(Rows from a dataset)
______

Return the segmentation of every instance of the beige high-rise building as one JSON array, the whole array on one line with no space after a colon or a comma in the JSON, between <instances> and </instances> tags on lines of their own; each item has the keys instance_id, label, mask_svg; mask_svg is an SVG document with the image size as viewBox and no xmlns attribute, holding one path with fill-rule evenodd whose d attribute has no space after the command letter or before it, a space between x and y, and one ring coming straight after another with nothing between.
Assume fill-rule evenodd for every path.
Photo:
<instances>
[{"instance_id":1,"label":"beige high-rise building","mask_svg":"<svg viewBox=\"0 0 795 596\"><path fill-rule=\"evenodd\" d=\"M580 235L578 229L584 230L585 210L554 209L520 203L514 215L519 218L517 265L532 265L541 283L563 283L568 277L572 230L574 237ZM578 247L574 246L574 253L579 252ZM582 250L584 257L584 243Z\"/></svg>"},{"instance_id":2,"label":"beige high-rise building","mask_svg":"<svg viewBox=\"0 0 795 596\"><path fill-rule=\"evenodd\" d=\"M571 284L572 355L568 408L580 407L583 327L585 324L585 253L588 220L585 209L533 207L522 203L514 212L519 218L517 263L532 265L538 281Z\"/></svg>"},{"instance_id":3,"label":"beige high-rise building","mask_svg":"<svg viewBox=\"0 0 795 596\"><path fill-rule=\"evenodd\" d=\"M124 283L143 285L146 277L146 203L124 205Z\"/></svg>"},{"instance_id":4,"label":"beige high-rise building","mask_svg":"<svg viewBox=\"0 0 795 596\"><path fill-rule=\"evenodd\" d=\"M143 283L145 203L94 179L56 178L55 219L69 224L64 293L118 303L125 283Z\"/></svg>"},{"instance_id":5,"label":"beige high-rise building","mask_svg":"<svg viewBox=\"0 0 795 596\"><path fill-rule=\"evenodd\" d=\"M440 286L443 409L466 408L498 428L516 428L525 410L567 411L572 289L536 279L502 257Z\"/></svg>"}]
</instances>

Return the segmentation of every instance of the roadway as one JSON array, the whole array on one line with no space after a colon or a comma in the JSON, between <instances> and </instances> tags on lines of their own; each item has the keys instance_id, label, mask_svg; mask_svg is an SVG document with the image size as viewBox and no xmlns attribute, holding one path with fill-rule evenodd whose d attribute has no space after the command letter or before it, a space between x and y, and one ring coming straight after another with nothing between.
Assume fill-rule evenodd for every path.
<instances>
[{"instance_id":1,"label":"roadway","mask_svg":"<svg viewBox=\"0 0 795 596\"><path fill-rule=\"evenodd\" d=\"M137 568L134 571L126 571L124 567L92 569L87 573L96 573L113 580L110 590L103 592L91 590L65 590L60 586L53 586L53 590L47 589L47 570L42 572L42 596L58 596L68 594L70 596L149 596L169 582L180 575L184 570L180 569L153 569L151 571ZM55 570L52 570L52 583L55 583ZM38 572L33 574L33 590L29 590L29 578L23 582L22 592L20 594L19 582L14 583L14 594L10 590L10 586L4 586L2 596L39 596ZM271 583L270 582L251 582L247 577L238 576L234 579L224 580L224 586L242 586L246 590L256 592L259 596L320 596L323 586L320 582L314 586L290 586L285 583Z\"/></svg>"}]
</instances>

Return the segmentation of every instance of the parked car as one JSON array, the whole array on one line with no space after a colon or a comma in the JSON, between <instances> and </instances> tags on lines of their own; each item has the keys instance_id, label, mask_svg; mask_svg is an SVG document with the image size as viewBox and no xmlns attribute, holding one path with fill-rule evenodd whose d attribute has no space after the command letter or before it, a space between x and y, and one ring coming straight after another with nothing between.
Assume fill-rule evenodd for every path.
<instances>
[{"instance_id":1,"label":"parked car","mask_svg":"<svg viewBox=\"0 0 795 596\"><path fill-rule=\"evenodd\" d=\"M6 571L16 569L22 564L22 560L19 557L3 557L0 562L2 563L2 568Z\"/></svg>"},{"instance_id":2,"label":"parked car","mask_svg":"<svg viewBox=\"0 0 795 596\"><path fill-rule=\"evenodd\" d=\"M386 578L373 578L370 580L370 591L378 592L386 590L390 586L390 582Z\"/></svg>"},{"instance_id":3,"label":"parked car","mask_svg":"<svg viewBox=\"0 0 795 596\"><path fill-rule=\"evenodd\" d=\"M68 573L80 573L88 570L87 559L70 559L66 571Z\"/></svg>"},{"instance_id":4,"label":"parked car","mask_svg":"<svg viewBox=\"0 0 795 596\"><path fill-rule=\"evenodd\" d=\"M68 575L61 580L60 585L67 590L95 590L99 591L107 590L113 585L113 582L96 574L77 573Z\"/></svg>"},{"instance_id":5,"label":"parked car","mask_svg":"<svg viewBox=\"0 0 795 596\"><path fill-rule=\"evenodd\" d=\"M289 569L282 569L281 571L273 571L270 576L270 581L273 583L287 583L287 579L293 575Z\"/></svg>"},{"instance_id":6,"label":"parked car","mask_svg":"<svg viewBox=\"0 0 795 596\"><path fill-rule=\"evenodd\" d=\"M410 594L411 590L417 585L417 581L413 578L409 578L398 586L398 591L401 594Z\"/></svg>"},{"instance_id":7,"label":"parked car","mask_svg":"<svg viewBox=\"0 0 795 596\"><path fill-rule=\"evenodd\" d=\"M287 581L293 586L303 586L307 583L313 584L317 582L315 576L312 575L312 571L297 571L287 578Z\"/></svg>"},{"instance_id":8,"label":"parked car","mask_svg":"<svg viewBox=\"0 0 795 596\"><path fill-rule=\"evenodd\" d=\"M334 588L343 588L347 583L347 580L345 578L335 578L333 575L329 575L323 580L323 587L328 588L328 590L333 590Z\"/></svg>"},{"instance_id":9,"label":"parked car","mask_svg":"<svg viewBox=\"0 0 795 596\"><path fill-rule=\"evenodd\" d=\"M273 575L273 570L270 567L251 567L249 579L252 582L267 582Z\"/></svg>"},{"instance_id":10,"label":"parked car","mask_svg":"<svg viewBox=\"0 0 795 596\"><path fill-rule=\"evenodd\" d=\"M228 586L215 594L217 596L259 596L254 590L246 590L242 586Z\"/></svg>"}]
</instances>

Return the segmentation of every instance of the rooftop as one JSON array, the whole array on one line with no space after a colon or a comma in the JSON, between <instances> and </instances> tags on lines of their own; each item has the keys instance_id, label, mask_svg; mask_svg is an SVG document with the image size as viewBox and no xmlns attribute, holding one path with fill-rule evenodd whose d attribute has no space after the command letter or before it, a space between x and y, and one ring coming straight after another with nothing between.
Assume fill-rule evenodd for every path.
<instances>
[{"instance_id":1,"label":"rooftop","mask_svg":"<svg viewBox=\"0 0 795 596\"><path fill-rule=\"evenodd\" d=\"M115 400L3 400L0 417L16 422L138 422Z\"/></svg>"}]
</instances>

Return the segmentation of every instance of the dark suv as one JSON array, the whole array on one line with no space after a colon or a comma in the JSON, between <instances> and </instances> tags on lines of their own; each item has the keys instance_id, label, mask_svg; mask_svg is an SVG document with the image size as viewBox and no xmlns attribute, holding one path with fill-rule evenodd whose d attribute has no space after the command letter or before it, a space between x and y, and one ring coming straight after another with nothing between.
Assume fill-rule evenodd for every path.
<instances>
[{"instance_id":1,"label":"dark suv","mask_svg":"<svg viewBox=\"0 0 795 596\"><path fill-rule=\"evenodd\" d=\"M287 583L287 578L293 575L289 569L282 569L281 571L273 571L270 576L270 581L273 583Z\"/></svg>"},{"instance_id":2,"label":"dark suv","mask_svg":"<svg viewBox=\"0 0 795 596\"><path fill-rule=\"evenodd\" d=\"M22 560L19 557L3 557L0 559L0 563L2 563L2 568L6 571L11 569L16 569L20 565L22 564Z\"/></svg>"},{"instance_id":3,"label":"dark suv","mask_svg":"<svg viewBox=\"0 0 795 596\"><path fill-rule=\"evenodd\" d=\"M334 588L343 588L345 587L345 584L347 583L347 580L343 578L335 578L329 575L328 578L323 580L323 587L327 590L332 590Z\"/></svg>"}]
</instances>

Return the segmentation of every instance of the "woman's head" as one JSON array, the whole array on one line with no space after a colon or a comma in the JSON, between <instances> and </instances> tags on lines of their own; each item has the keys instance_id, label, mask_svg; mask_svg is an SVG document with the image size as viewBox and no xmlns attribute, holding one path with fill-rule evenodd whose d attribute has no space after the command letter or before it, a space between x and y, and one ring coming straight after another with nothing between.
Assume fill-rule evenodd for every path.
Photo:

______

* _PROMPT_
Identify every line above that contains the string "rooftop" and copy each of those lines in full. Treat uppercase and lowercase as different.

* _RESPONSE TO THIS TASK_
Return the segmentation of every instance of the rooftop as one JSON array, the whole array on one line with no space after a colon or a comma in the JSON, between <instances> and </instances> tags on lines of their own; each item has the keys instance_id, label, mask_svg; mask_svg is an SVG document with the image size as viewBox and no xmlns attribute, holding one path with fill-rule evenodd whose d attribute has no space after the command letter or before it, a space between x and y, and one ring coming straight after another with nothing between.
[{"instance_id":1,"label":"rooftop","mask_svg":"<svg viewBox=\"0 0 795 596\"><path fill-rule=\"evenodd\" d=\"M115 400L3 400L0 417L16 422L138 422Z\"/></svg>"}]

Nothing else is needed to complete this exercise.